■ Source data:
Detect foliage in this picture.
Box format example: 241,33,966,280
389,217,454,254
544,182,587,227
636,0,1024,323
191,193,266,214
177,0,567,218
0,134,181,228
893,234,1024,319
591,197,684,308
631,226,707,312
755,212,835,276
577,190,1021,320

■ What the task asks:
Copy the data. Make sure every line matches exactly.

■ Task answer:
Detect foliage in this picture.
Box format example: 241,33,966,280
389,217,454,254
544,182,587,227
636,0,1024,323
191,193,266,214
177,0,567,218
0,134,181,228
893,234,1024,319
591,197,684,308
631,226,707,312
755,212,835,276
577,190,1021,320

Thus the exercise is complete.